Segment Start: Excerpt provided

A Freedom of Information Act (FOIA) request with Washington, D.C.’s Fire and Emergency Medical Services Department regarding cocaine found at the White House has been “denied in full.”
Bloomberg Business investigative journalist Jason Leopold filed the FOIA request with D.C.’s Fire and Emergency Medical Services Department seeking a “wide-range of documents” regarding the hazmat team’s response to cocaine found at the White House last month
Nineteen pages of responsive records were found, though documents were “withheld in full.”
The letter of denial cited two Washington, D.C. statutes which prohibit the disclosure of “investigative techniques and procedures not generally known outside of the government.”
NEW: I filed a #FOIA request with the DC Fire and Emergency Medical Services Department for a wide-range of docs related to the Hazmat team's response to the cocaine found at the WH.
19 pages of responsive records found. All withheld in full. pic.twitter.com/A7TTWIKzSF
— Jason Leopold (@JasonLeopold) August 17, 2023
“Under D.C. Official Code … you have the right to appeal this decision to the Mayor or to the Superior Court of the District of Columbia,” the response letter reads, adding Leopold may appeal to Washington, D.C. Mayor Muriel Bowser in writing with “Freedom of Information Act Appeal” or “FOIA Appeal” in the subject. “The appeal must include (1) a copy of the original request; (2) a copy of any written denial; (3) a statement of the circumstances, reasons, and/or arguments advanced in support of disclosure; and (4) a daytime telephone number, and e-mail and/or U.S. Mail address at which you can be reached.”
Cocaine was reportedly found inside a recepticle used to temporarily store electronics and personal devices prior to entering the West Wing, according to an official statement released by United States Secret Service.
“Following the discovery, safety closures were implemented around the White House,” the statement continued, revealing the substance was not found to be a hazardous compound. “Testing conducted by the District of Columbia Fire and Emergency Medical Services Department indicated that the found powder tested preliminarily positive for the presence of cocaine.”

Segment End: Excerpt provided

= Exercise 1 =
Answer these questions using the report on the White House cocaine records request:
(a) How many pages of responsive records were found?
(b) To which mayor may Leopold send a written appeal?
(c) Where was the cocaine reportedly found?
= Exercise 2 =
Write the next few sentences of the report on the White House cocaine records request, picking up after its final sentence.
The lines that come next are separate material, not part of the report.

Segment Start: Records

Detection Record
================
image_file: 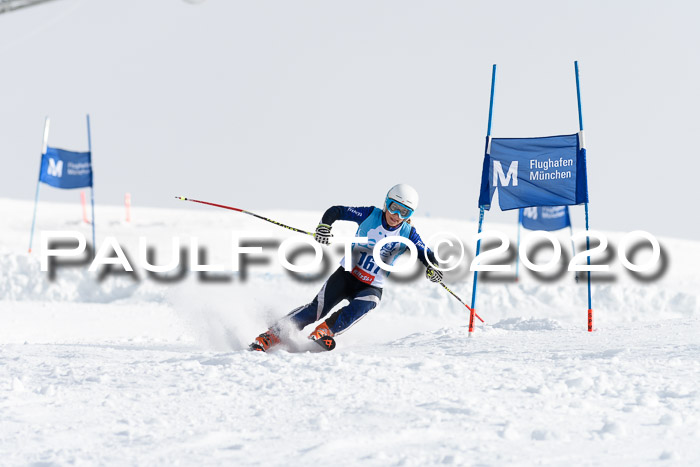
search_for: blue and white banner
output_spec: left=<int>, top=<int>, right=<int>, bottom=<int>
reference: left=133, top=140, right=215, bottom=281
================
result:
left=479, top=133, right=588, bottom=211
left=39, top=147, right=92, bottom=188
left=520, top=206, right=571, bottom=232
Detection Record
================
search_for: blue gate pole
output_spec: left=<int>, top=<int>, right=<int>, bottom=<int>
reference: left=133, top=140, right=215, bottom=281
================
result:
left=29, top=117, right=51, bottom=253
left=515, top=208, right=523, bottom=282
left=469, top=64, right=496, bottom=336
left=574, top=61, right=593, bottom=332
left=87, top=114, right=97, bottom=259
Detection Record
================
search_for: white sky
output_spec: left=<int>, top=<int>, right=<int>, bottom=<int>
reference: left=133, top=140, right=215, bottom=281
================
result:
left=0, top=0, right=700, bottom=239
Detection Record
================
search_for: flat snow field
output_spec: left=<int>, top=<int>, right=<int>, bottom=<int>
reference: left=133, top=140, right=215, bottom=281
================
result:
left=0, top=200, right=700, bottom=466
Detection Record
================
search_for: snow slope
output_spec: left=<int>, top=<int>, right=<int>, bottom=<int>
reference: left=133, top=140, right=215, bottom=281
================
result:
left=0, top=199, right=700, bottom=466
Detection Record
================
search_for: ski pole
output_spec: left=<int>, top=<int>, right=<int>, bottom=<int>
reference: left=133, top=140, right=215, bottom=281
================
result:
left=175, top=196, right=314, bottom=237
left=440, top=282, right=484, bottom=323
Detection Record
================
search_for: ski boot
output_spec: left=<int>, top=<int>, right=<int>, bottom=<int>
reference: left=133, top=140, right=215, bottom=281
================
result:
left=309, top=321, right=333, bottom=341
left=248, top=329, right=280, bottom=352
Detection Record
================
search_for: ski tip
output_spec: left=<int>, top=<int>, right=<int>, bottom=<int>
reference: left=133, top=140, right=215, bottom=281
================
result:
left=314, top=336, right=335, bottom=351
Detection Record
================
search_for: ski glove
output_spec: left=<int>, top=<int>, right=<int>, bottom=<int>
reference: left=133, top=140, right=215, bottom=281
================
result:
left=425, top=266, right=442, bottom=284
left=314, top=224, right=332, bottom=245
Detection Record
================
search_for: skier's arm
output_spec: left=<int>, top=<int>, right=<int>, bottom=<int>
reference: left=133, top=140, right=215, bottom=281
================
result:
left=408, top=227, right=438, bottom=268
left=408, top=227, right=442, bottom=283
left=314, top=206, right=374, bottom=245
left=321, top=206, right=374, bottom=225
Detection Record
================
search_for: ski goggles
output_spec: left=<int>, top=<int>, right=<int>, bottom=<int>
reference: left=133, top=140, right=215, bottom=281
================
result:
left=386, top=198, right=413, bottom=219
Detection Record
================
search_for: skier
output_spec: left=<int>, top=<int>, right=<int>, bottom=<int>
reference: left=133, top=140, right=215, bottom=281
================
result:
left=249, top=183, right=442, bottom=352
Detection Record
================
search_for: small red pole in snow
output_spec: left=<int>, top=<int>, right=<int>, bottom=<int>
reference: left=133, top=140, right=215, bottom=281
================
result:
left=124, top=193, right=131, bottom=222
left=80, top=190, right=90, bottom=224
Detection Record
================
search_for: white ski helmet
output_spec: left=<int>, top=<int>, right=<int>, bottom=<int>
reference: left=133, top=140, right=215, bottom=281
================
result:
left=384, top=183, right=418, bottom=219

Segment End: Records
Segment Start: Records

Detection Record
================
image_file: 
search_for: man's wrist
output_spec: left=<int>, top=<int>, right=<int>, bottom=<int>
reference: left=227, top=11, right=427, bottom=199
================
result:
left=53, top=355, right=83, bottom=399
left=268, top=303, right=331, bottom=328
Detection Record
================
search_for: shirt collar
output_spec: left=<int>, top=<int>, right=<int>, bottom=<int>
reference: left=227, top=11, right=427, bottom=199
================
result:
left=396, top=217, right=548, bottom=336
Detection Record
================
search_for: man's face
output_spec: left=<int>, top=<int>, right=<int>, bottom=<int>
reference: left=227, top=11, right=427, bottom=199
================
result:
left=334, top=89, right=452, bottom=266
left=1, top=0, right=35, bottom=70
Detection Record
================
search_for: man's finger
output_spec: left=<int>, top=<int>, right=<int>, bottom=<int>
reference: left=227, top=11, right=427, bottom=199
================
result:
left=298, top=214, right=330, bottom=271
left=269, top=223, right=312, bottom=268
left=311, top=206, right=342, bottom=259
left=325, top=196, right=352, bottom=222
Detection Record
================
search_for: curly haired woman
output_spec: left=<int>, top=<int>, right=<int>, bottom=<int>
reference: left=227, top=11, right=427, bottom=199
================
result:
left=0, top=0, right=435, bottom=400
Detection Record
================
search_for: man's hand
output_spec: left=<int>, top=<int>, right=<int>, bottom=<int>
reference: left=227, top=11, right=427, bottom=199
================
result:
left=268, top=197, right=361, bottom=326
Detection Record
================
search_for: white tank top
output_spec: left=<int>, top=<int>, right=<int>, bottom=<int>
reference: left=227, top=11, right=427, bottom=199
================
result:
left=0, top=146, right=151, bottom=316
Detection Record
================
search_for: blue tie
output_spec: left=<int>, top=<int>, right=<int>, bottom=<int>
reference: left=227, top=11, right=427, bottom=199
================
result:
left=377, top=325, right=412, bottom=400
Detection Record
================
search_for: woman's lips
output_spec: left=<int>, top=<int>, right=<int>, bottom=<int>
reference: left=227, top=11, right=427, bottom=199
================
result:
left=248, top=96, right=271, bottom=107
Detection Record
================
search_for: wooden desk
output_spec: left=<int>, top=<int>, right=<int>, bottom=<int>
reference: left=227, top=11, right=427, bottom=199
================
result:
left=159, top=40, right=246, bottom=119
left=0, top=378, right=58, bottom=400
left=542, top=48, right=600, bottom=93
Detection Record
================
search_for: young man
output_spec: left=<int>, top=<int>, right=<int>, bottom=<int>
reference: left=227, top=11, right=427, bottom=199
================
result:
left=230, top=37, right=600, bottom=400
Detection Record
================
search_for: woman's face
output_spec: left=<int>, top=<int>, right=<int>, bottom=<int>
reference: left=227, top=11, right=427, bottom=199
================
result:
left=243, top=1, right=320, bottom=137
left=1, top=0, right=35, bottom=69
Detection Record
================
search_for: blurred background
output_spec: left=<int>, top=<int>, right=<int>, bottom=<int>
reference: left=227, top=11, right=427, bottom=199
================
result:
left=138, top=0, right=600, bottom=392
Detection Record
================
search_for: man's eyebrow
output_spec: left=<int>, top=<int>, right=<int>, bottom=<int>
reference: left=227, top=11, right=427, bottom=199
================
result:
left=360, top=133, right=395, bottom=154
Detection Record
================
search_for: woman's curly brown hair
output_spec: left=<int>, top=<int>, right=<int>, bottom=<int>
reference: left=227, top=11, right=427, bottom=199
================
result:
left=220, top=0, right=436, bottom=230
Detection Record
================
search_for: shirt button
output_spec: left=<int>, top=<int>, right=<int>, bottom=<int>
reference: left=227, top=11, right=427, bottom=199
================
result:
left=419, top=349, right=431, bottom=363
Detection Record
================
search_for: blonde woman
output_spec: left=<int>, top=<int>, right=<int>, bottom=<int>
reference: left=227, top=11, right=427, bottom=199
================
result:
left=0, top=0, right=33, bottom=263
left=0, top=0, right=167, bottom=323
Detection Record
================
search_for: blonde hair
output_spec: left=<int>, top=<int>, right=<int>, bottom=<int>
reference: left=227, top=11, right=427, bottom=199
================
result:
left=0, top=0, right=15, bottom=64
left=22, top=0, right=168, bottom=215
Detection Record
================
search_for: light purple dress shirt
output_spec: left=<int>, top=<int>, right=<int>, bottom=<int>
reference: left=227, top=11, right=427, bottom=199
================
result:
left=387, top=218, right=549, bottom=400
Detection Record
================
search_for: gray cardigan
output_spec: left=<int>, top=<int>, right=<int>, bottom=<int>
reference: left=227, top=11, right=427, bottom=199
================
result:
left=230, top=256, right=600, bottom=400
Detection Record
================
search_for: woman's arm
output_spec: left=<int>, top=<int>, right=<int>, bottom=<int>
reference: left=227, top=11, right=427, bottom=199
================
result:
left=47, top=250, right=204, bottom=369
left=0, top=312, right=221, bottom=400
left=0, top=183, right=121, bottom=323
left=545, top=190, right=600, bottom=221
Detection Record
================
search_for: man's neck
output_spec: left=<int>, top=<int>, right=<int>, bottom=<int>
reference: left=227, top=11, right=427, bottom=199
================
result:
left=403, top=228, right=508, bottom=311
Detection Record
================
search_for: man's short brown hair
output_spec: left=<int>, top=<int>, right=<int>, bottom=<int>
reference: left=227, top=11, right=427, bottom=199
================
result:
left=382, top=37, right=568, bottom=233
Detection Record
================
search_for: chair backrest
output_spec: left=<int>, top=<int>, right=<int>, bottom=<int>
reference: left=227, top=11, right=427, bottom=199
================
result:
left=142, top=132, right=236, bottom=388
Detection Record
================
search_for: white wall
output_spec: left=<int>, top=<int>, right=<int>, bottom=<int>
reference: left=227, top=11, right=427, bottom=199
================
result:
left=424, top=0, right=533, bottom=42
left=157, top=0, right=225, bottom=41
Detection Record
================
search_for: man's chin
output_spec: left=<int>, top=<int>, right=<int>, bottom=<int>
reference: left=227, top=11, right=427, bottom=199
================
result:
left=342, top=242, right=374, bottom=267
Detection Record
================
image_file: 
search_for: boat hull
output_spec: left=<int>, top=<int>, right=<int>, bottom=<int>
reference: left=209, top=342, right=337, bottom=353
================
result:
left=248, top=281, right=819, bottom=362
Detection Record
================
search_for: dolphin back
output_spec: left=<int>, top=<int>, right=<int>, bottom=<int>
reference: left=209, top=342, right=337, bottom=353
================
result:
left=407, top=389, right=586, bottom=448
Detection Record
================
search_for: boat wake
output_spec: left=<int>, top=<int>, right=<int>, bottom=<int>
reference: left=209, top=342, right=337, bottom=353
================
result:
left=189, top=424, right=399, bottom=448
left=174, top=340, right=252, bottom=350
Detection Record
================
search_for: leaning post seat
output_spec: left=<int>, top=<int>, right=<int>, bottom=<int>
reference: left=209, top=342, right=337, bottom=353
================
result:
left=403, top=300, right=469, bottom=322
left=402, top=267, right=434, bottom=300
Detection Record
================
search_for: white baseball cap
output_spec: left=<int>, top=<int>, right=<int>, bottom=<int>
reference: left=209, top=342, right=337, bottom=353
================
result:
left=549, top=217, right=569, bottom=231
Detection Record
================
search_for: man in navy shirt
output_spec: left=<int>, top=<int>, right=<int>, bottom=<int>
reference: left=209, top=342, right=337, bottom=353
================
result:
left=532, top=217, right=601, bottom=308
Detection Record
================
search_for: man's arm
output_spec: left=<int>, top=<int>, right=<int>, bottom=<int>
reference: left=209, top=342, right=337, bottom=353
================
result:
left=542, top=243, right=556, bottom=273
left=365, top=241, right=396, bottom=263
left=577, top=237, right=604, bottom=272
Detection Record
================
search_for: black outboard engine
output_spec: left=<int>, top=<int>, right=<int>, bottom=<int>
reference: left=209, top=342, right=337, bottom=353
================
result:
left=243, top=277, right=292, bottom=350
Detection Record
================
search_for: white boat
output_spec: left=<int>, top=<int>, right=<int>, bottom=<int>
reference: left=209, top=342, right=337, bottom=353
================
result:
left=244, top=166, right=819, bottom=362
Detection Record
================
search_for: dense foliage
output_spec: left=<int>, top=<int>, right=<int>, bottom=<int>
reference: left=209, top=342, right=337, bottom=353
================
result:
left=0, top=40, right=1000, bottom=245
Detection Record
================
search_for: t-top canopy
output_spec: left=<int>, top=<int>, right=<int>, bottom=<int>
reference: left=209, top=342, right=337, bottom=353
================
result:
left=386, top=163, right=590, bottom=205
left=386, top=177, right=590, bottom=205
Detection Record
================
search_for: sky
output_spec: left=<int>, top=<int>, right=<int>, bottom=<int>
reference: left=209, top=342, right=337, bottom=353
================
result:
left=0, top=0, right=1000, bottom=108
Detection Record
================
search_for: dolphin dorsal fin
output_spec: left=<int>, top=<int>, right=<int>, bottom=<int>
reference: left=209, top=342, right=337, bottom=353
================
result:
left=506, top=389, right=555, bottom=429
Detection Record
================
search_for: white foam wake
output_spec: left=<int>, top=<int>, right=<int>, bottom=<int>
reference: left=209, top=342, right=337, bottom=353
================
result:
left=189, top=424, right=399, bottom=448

Segment End: Records
Segment Start: Records

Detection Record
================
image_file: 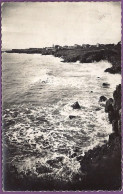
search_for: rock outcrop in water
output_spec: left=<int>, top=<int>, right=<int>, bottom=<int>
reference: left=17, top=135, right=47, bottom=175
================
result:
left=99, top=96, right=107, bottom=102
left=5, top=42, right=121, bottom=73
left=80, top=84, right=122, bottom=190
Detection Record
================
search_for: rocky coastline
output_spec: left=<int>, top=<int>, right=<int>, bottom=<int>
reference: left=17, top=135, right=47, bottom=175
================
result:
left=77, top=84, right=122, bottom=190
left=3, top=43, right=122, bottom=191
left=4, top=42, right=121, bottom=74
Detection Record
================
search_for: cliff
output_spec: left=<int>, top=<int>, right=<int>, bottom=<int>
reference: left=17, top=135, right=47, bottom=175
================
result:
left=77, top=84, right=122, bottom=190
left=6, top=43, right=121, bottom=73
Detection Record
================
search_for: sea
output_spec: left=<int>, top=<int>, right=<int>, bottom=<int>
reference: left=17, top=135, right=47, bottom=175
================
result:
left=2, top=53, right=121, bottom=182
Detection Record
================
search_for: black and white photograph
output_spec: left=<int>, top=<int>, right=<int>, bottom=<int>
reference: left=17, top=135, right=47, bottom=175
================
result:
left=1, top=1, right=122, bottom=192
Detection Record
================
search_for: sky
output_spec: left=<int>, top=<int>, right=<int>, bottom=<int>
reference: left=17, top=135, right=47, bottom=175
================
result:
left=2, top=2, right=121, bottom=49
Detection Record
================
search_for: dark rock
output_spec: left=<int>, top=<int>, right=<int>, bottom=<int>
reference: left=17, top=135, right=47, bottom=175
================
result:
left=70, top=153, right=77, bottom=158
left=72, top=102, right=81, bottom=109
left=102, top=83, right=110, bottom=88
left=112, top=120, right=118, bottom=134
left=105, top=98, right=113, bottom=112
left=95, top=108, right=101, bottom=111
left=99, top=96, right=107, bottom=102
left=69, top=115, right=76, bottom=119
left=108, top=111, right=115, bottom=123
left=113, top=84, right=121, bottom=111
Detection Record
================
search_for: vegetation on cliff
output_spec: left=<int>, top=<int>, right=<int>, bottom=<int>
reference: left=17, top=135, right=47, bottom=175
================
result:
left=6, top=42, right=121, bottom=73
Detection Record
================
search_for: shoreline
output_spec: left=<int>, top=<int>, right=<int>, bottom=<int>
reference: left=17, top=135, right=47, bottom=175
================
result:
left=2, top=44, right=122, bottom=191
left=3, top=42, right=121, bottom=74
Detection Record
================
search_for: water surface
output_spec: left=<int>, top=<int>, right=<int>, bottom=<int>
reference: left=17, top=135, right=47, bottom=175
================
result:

Segment End: Records

= Written response 1 =
(a) Nineteen pages.
(b) Washington, D.C. Mayor Muriel Bowser.
(c) Inside a container used to temporarily store electronics and personal devices before entering the West Wing.

= Written response 2 =
The statement went on to say:
While awaiting the FBl’s results, the Secret Service investigation into how this item entered the White House continued. The investigation included a methodical review of security systems and protocols. This review included a backwards examination that spanned several days prior to the discovery of the substance and developed an index of several hundred individuals who may have accessed the area where the substance was found. The focal point of these actions developed a pool of known persons for comparison of forensic evidence gleaned from the FBI’s analysis of the substance’s packaging.
The statement revealed FBI laboratory results did not develop latent fingerprints noting insufficient DNA was present for investigative comparisons.
“There was no surveillance video footage found that provided investigative leads or any other means for investigators to identify who may have deposited the found substance in this area,” the statement concluded. “Without physical evidence, the investigation will not be able to single out a person of interest from the hundreds of individuals who passed through the vestibule where the cocaine was discovered.”
United States Secret Service subsequently closed the investigation due to “lack of physical evidence.”